Start

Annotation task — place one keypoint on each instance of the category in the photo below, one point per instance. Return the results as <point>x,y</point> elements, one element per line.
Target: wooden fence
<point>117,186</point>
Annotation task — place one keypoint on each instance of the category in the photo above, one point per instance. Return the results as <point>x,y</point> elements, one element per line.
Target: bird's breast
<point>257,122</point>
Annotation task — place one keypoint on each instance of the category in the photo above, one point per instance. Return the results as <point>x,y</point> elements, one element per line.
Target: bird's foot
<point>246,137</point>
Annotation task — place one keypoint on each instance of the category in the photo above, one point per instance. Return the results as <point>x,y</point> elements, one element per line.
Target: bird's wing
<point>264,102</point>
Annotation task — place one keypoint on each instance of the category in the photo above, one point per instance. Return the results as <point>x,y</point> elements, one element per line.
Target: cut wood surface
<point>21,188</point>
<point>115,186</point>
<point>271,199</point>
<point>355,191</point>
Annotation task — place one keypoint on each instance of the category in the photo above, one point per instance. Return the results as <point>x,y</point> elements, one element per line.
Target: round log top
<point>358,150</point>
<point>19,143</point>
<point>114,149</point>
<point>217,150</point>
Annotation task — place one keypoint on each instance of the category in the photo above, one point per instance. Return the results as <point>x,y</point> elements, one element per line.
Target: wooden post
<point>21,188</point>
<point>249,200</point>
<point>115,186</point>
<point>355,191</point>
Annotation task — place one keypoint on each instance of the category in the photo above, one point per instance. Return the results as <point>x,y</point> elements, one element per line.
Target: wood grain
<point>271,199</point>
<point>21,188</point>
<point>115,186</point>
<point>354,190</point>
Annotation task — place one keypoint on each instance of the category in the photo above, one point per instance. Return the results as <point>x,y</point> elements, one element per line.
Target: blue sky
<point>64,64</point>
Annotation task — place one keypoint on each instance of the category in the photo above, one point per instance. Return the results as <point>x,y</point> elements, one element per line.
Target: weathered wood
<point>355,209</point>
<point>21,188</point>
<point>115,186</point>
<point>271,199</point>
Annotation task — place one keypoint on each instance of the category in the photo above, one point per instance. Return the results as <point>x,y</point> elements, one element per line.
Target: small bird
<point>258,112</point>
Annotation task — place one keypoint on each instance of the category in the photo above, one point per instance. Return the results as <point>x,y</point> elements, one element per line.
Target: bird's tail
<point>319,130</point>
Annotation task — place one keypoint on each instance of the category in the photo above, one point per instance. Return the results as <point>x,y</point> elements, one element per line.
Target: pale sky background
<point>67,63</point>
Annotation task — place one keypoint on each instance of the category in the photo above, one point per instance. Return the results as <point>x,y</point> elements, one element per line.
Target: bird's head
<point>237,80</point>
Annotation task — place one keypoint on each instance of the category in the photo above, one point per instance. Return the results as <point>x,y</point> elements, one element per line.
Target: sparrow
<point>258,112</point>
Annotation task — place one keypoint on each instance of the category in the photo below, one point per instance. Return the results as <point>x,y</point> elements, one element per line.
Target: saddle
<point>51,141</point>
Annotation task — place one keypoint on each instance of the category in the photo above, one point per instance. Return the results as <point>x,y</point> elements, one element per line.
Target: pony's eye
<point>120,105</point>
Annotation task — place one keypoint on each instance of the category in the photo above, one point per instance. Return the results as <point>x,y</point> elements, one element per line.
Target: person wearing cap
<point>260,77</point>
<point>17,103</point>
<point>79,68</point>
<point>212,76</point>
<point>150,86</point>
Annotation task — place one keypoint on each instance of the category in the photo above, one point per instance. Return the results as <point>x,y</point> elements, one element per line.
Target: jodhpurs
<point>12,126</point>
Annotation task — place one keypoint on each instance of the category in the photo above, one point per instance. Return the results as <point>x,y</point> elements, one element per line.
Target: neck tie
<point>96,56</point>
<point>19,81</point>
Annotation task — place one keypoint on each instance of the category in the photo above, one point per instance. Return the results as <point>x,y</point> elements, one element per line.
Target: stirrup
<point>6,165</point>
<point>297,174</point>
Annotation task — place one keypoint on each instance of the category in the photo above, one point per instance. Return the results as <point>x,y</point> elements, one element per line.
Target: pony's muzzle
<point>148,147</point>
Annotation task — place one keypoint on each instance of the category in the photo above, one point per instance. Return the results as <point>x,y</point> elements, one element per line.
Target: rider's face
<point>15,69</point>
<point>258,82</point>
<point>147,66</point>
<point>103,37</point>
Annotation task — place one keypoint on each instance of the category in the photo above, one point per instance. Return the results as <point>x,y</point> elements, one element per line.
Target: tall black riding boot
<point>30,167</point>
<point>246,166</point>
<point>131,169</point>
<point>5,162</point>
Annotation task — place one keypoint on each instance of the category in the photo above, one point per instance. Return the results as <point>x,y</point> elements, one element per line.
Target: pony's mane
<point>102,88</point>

End

WHAT YOU HAVE TO DO
Pull out every line above and reproduce each one word for word, without any changes.

FULL ANSWER
Annotation task — place one keypoint on each instance of the category in the photo below, one point per instance. Return the results as <point>x,y</point> elements, one element per line.
Target: wooden fence
<point>117,186</point>
Annotation task — place one keypoint on each instance of the category in the photo above, one point per instance. Return the results as <point>x,y</point> elements, one element per line.
Target: bird's breast
<point>257,122</point>
Annotation task — place one keypoint on each instance of the category in the photo above, one point per instance. Return the results as <point>x,y</point> elements, one element per line.
Target: bird's foot
<point>246,137</point>
Annotation task — place one keypoint on each instance of the category in the photo above, one point per instance. Return the results as <point>x,y</point> elements, one element per line.
Target: bird's wing
<point>264,102</point>
Annotation task — place one keypoint on each instance of the category in the photo above, one point per instance. Return the results as <point>x,y</point> elements, one element per line.
Target: cut wood surface
<point>21,188</point>
<point>115,186</point>
<point>271,199</point>
<point>355,191</point>
Annotation task — place one keypoint on each instance of the category in the photo above, one point per instance. Return the results as <point>x,y</point> elements, one element per line.
Target: round log top
<point>358,150</point>
<point>19,143</point>
<point>114,149</point>
<point>217,150</point>
Annotation task — place one keypoint on each instance of the category in the photo above, one point per instance. Return the results as <point>x,y</point> elements, one element per line.
Target: wooden post
<point>21,188</point>
<point>249,200</point>
<point>115,186</point>
<point>355,191</point>
Annotation task — place one keypoint on each instance of the category in the photo above, one point per instance. Return the results as <point>x,y</point> elements, one element per line.
Target: wood grain
<point>271,199</point>
<point>21,188</point>
<point>115,186</point>
<point>354,190</point>
Annotation task — place one keypoint on each instance of the category in the photo above, one point per instance. Return the results as <point>x,y</point> elements, one element per line.
Target: blue sky
<point>64,64</point>
Annotation task — place one keypoint on each instance of the category in the photo above, one point per instance. Return the results as <point>x,y</point> elements, one element per line.
Target: weathered wood
<point>355,209</point>
<point>21,188</point>
<point>115,186</point>
<point>271,199</point>
Annotation task — place one keypoint on each instance of the category in the photo above, one point per instance. Return the results as <point>x,y</point> elements, one element per line.
Target: small bird
<point>258,112</point>
Annotation task — place one keypoint on each instance of the category in the photo above, one point per instance. Return the results as <point>x,y</point> elements, one element per line.
Target: bird's tail
<point>319,130</point>
Annotation task — place one keypoint on each instance of the category in the photo above, one point per instance. Return the results as <point>x,y</point> elements, one element per line.
Target: pale sky background
<point>67,63</point>
Annotation task — place one keypoint on each instance of the category in the photo above, one point per instance. Return the results as <point>x,y</point> elements, one element per line.
Target: bird's head
<point>237,80</point>
Annotation task — place one keypoint on each instance of the category in the photo above, one point per instance. Return the results as <point>x,y</point> elements, one element per line.
Target: sparrow
<point>258,112</point>
Annotation task — place one keypoint on each instance of the category in the photo below, one point per instance. Return the results as <point>x,y</point> elements, one element per line.
Target: saddle
<point>51,141</point>
Annotation task — place one keypoint on each instance of the category in the photo above, one point per instance. Return the results as <point>x,y</point> elements, one element per line.
Target: pony's eye
<point>120,105</point>
Annotation task — place one keypoint on each instance of the category in the photo above, one point per instance. Return the results as <point>x,y</point> elements, one element per line.
Target: person wearing cap
<point>260,77</point>
<point>17,103</point>
<point>79,68</point>
<point>212,76</point>
<point>150,86</point>
Annotation task — place one keypoint on each instance of the category in the photo above, one point per instance. Return the results as <point>x,y</point> elements, one element per line.
Target: jodhpurs
<point>12,126</point>
Annotation task — place one keypoint on each instance of the category in the photo above, one point per instance. Return the results as <point>x,y</point> elements, one element per line.
Target: neck tie
<point>96,56</point>
<point>19,81</point>
Annotation task — place one keypoint on each instance of the category in the photo above, one point per instance. Return the results as <point>x,y</point> elements, one element per line.
Target: stirrup
<point>6,165</point>
<point>297,174</point>
Annotation task — place one keypoint on each instance of the category in the photo above, one point per instance. Return the results as <point>x,y</point> elements, one element per line.
Target: pony's muzzle
<point>148,147</point>
Annotation task — place one keypoint on each instance of the category in the photo above, one point per instance. Return the results as <point>x,y</point> elements, one element per line.
Target: rider's face
<point>15,69</point>
<point>258,82</point>
<point>147,66</point>
<point>103,37</point>
Annotation task — place one keypoint on each instance of the category in the photo above, one point per instance. Return the results as <point>x,y</point> elements, one element per line.
Target: tall black riding boot
<point>30,167</point>
<point>246,166</point>
<point>131,169</point>
<point>5,162</point>
Annotation task — place one keypoint on each instance of the category in the photo above, one point per instance. Return the results as <point>x,y</point> elements, one element per line.
Target: pony's mane
<point>102,88</point>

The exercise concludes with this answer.